◆ **Material supplied**

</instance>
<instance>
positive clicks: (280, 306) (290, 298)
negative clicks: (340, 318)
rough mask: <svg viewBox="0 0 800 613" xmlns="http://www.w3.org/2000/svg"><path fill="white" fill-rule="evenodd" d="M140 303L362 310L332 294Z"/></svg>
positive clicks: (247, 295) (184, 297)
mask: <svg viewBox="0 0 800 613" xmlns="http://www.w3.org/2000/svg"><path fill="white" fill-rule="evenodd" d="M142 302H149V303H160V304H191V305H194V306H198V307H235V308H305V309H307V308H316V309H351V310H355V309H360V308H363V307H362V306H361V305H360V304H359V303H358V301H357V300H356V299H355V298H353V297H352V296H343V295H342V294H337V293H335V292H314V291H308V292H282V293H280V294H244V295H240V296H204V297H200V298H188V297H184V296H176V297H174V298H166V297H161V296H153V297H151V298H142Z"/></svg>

◆ **Job**
Turn the rows above into a numbered list, leaving out any blank lines.

◆ **Result**
1. </instance>
2. <instance>
3. positive clicks: (280, 306) (290, 298)
4. negative clicks: (340, 318)
5. rough mask: <svg viewBox="0 0 800 613" xmlns="http://www.w3.org/2000/svg"><path fill="white" fill-rule="evenodd" d="M140 303L362 310L332 294Z"/></svg>
6. positive clicks: (247, 295) (184, 297)
7. mask: <svg viewBox="0 0 800 613" xmlns="http://www.w3.org/2000/svg"><path fill="white" fill-rule="evenodd" d="M142 302H149V303H160V304H191V305H194V306H198V307H235V308H305V309H307V308H316V309H351V310H355V309H360V308H363V307H362V306H361V305H360V304H359V303H358V301H357V300H356V299H355V298H353V297H352V296H343V295H342V294H337V293H335V292H314V291H308V292H282V293H280V294H244V295H240V296H204V297H200V298H188V297H184V296H176V297H174V298H166V297H161V296H153V297H151V298H142Z"/></svg>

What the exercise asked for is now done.